> [Stated problem]
Can you transcribe the forum thread on expired film developer below, starting at the words "I have never" and stopping after "Edwards (Jan 22, 2012)"?

> [Quoted text]
■ ■ ■ ■ ■ ■ ■

Dragging this up again: what are the effects of using expired developer?

I was eking out the last of my Ilfosol until the new bottle arrived (which it has now) and towards the end, the stuff was a nasty piss yellow and very foamy when used. However I can't say that I actually noticed much difference in the quality of developed film. This may be because my pictures are just not very good anyway, but how would I tell? Worse contrast, paler, unwanted images of David Soul in the background?


----------



## stowpirate (Jan 22, 2012)

FridgeMagnet said:


> Dragging this up again: what are the effects of using expired developer?
> 
> I was eking out the last of my Ilfosol until the new bottle arrived (which it has now) and towards the end, the stuff was a nasty piss yellow and very foamy when used. However I can't say that I actually noticed much difference in the quality of developed film. This may be because my pictures are just not very good anyway, but how would I tell? Worse contrast, paler, unwanted images of David Soul in the background?



I have never had a problem with expired developer. Are you talking date expired or just reusing the developer? Mine is going a red black colour and is not even film developer but multigrade paper developer!


----------



## Stanley Edwards (Jan 22, 2012)

FridgeMagnet said:


> Dragging this up again... paler, unwanted images of David Soul in the background?

■ ■ ■ ■ ■ ■ ■

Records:
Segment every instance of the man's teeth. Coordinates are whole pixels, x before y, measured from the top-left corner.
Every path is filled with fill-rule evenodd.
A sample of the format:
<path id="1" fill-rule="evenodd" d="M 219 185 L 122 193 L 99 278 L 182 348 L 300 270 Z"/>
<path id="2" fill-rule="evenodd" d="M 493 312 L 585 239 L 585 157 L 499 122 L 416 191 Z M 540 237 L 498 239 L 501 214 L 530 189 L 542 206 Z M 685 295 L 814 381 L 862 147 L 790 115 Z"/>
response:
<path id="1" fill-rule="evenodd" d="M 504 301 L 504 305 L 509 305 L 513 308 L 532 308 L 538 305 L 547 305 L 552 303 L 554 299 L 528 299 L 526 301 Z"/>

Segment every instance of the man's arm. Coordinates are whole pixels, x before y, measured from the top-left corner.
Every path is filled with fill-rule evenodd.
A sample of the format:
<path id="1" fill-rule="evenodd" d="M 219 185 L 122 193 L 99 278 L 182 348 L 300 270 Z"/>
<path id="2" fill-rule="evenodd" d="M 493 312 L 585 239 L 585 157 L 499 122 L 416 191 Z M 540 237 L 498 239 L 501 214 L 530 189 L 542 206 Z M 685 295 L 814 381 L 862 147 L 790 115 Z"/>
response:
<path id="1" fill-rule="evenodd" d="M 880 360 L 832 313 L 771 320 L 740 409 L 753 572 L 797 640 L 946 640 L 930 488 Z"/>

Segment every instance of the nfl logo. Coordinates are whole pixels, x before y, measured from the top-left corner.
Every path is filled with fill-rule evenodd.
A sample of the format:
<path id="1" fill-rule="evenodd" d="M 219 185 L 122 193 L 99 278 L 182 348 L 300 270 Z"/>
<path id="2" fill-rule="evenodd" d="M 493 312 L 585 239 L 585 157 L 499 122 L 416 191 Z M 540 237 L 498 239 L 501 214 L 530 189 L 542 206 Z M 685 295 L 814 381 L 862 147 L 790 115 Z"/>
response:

■ ■ ■ ■ ■ ■ ■

> [Output below]
I have never had a problem with expired developer. Are you talking date expired or just reusing the developer? Mine is going a red black colour and is not even film developer but multigrade paper developer!


----------



## Stanley Edwards (Jan 22, 2012)